Saved entries ::
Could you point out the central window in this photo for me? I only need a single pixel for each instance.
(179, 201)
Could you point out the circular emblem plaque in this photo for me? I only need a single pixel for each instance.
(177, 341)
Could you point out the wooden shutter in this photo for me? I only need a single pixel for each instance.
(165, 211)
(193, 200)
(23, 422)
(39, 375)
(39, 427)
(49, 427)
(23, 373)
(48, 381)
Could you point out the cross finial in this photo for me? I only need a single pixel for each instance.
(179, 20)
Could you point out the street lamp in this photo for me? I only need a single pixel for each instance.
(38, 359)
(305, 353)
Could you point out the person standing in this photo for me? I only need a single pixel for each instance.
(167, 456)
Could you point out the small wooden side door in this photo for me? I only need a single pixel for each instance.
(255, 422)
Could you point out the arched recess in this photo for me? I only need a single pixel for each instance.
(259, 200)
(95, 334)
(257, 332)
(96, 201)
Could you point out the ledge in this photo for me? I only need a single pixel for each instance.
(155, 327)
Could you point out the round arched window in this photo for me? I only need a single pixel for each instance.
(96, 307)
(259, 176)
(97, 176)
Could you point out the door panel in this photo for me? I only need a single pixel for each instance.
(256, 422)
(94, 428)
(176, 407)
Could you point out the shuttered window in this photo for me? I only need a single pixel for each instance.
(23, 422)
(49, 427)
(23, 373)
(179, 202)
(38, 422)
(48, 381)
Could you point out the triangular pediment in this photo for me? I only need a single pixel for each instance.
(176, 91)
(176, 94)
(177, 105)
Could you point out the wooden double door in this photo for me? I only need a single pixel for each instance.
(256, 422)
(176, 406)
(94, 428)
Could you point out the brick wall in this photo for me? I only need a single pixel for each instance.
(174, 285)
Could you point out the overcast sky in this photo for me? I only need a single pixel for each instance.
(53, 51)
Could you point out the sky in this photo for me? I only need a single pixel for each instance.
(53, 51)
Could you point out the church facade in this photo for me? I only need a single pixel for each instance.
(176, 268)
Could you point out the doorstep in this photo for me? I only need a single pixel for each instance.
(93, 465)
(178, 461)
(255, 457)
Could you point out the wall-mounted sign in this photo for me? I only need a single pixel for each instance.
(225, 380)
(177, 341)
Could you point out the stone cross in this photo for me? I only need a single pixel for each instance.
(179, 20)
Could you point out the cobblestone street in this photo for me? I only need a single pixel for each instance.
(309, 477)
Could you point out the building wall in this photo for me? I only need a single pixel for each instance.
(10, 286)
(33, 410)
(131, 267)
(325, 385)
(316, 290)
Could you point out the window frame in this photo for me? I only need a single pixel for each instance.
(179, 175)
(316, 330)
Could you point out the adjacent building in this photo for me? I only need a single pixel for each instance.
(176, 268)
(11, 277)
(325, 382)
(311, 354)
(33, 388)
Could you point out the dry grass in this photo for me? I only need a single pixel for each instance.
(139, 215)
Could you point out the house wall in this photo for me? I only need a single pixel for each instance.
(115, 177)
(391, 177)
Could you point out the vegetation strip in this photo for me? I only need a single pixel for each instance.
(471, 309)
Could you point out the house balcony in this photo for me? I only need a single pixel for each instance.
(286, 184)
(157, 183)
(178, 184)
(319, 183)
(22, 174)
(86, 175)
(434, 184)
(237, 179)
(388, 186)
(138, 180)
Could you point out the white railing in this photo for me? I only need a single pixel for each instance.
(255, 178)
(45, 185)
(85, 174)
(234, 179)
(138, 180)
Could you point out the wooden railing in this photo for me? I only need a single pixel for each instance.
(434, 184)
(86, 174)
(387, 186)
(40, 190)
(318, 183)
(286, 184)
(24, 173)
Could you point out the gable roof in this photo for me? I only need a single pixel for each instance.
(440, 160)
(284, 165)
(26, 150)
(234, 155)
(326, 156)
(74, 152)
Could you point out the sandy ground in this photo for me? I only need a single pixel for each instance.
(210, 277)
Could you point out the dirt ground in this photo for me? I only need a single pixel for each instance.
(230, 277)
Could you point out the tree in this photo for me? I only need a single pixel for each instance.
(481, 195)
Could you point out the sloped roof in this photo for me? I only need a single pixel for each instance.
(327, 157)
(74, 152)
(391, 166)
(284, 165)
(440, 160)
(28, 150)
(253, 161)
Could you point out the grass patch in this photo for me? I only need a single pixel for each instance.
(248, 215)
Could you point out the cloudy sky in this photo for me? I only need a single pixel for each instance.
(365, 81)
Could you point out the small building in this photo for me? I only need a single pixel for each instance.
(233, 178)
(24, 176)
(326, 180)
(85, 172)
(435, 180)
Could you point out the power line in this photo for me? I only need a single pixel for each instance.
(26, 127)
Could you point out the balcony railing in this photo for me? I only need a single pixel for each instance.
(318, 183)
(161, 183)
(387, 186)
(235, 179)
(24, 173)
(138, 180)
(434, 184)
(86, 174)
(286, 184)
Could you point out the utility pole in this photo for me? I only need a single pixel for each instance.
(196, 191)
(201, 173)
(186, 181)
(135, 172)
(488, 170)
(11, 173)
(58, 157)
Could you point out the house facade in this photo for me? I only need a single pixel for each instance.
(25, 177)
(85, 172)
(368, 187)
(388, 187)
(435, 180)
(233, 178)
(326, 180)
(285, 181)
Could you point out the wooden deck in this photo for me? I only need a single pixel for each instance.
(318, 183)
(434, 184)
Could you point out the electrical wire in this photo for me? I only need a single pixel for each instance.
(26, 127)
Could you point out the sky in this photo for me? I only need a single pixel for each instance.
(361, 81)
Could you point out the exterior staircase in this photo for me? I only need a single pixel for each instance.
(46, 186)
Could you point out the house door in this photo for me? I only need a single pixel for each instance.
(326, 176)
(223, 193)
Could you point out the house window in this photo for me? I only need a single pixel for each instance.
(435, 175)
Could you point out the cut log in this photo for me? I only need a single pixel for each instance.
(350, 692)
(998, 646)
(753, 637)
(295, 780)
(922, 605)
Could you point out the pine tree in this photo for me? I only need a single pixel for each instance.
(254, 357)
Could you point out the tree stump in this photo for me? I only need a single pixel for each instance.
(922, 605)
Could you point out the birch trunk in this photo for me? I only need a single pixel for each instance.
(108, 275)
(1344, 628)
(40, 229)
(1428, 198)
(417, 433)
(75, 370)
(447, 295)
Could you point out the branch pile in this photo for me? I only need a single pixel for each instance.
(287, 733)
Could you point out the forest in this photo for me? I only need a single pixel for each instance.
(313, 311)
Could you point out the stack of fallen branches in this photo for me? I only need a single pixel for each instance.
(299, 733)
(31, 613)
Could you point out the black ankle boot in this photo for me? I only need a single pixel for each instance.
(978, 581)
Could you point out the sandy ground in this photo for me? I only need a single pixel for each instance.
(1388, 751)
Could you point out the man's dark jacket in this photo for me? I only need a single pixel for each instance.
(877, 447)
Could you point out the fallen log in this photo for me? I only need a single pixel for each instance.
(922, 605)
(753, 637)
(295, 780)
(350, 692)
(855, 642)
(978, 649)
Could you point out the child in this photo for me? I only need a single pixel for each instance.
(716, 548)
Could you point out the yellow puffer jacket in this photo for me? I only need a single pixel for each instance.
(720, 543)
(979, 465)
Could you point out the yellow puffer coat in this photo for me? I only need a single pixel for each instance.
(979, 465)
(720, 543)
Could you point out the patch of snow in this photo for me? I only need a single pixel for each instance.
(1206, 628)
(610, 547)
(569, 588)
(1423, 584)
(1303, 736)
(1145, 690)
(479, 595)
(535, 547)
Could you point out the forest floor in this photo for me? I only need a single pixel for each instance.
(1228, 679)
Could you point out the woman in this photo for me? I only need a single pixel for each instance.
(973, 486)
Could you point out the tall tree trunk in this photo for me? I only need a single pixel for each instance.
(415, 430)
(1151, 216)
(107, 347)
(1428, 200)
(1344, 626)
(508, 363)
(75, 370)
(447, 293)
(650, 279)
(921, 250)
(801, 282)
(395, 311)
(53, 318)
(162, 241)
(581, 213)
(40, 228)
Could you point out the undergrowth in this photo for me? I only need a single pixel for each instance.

Task statement :: Print the lines of the data verbatim, starting with the line that contains "Could you point out the stack" and stopping after the line that contains "(1388, 751)".

Complete output ::
Could you point out the stack of fallen branches in this photo for me? I only need a single pixel for each instance.
(299, 733)
(31, 613)
Could you point out the black ankle boot in this photo for me? I only need a single pixel for each instance.
(978, 581)
Could you point out the sandy ground in this photo for me? I only need a single pixel for each instance.
(1388, 751)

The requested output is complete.